Start of TEXT EXCERPT

Personal details
- Born: 11 March 1953 Arin, Bandipore, Jammu and Kashmir
- Died: 4 November 1998 (aged 45) Arin, Bandipore, Jammu and Kashmir
- Other political affiliations: Jamaat-e-Islami, Al Barq, Muslim United Front (MUF), Student Islamic Organisation (SIO), Islamic Students League (ISL), Muslim Mutahida Mahaz (MMM), Jammu and Kashmir Liberation Front (JKLF)
- Education: Ph.D. in Iqbalism from Jawaharlal Nehru University
- Occupation: Diplomat, Scholar, Editor

= Ghulam Qadir Wani =

Kashmiri scholar and diplomat

Ghulam Qadir Wani (11 March 1953 – 4 November 1998) was a Kashmiri scholar, diplomat and co-founder of Muslim United Front, He was also described as "the top Jamaat-e-Islami ideologue".

==Early life==
Wani was born in a middle-class family in Arin in north Kashmir's township of Bandipore. He was a product of Jamaat-e-Islami. As early as 8th grade he wrote an article in Srinagar Times about feudalism brought him to the attention of the group. He pursued a master's degree in English from Kashmir University and later completed a doctorate on Iqbalism from Jawahar Lal Nehru University, Delhi.

Wani spent six months in 1973 in the Bagh-e-Mehtab Interrogation Centre, working against the Indira Shiekh Accord that was underway through Beg Parthasthi dialogue. In 1982 Shiekh Abdullah offered him a berth in the state Cabinet as Education minister, but he declined.

==Career==
Wani fought on both the political and military fronts. He had also joined Al Barq. During his political career he held positions in various organisations of the resistance front.

He edited Jamaat's journal for several years after he completing his doctorate. He remained editor in chief of Daily Uqaab. On 23 March 1986 (Pak Day) he wrote an article that received so much viewership that Uqaab was sold in black at 59 Rs per copy.

End of TEXT EXCERPT
Start of EXCERPTED RECORDS

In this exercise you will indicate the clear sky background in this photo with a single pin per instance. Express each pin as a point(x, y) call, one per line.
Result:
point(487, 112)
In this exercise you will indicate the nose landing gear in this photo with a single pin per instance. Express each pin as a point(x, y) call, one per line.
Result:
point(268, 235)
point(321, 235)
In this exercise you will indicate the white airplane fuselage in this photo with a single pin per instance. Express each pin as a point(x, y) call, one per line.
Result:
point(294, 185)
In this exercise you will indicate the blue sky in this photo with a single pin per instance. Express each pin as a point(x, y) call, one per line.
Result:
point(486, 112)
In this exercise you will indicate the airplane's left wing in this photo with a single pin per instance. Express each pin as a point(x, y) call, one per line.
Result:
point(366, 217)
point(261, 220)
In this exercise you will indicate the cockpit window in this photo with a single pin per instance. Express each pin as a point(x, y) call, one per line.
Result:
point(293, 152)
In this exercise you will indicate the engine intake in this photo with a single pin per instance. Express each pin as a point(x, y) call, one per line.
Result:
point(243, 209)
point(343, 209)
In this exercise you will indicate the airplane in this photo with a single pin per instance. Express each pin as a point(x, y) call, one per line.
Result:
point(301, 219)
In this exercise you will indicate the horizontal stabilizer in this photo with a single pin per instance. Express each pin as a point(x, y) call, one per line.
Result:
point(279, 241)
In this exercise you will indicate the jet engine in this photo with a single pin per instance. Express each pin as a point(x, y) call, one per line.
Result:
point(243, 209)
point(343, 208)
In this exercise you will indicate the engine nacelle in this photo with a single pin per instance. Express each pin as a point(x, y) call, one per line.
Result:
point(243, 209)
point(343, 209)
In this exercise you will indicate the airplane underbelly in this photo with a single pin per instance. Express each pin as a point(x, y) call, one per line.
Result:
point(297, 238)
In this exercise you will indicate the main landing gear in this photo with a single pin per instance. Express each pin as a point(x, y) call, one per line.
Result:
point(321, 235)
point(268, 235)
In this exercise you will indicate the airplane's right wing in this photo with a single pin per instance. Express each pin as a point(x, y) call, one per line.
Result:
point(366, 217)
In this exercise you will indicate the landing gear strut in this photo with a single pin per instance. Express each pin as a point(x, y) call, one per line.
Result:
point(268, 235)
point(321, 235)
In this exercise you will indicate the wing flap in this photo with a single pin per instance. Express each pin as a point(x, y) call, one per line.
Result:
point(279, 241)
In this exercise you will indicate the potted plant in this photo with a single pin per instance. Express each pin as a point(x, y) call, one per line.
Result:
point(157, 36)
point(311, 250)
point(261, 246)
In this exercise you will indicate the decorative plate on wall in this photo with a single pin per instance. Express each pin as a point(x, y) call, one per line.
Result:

End of EXCERPTED RECORDS

**ACTIONS TO TAKE**
1/ Summarize the text on Ghulam Qadir Wani in two sentences.
2/ Write out the part of the text on Ghulam Qadir Wani starting with "- Education: Ph.D." and going on through "Nehru University, Delhi.".

**TASK RESPONSES**
1/ Ghulam Qadir Wani (1953–1998) was a Kashmiri scholar, diplomat and co-founder of the Muslim United Front, born into a middle-class family in Arin, Bandipore, who earned a master's degree in English from Kashmir University and a doctorate on Iqbalism from Jawahar Lal Nehru University. He declined a 1982 offer to serve as Education minister in the state Cabinet, fought on both political and military fronts, and edited Jamaat's journal and Daily Uqaab.

2/
- Education: Ph.D. in Iqbalism from Jawaharlal Nehru University
- Occupation: Diplomat, Scholar, Editor

= Ghulam Qadir Wani =

Kashmiri scholar and diplomat

Ghulam Qadir Wani (11 March 1953 – 4 November 1998) was a Kashmiri scholar, diplomat and co-founder of Muslim United Front, He was also described as "the top Jamaat-e-Islami ideologue".

==Early life==
Wani was born in a middle-class family in Arin in north Kashmir's township of Bandipore. He was a product of Jamaat-e-Islami. As early as 8th grade he wrote an article in Srinagar Times about feudalism brought him to the attention of the group. He pursued a master's degree in English from Kashmir University and later completed a doctorate on Iqbalism from Jawahar Lal Nehru University, Delhi.